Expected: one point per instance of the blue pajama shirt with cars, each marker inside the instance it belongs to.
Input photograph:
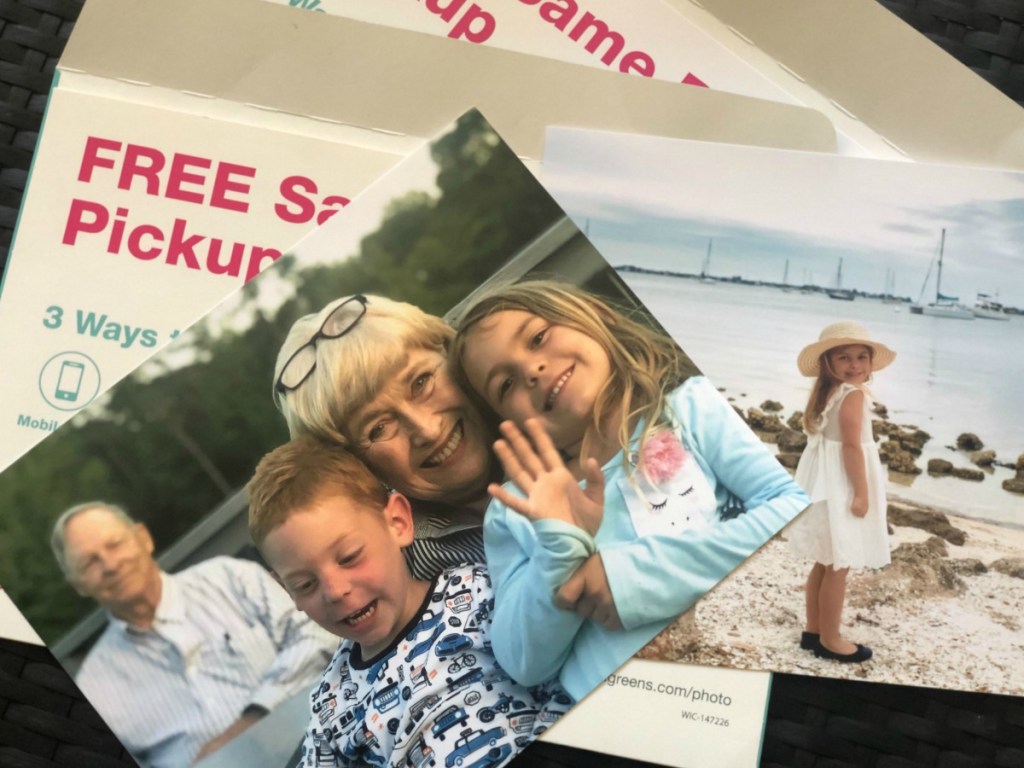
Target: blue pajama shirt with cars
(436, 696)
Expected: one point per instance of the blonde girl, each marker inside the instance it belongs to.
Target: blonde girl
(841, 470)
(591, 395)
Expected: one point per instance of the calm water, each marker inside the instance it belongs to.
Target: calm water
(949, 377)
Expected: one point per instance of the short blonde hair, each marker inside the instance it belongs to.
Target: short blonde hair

*-*-*

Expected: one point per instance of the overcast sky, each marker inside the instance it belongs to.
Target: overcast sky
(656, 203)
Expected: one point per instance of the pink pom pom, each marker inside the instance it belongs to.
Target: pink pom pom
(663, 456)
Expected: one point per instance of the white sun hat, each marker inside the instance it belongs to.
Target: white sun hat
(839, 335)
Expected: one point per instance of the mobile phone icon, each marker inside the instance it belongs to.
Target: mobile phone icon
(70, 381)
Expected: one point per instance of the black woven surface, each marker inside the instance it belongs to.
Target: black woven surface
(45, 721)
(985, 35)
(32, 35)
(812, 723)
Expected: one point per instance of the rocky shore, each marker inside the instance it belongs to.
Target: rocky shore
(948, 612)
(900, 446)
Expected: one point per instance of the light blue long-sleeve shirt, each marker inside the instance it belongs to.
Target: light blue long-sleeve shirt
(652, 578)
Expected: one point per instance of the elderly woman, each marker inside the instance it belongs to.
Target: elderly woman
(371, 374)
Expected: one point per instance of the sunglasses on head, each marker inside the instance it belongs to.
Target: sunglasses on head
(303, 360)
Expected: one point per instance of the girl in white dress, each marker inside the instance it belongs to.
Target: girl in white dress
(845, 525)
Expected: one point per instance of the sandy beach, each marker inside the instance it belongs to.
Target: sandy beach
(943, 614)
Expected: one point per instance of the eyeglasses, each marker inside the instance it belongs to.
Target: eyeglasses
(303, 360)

*-*-*

Pull out each line from the rows above that contains the string "sandy". Treat uppercase and lowercase letters as different.

Expected: one point per instance of the sandy beach, each marker inside the instance it belongs to.
Target: sandy beach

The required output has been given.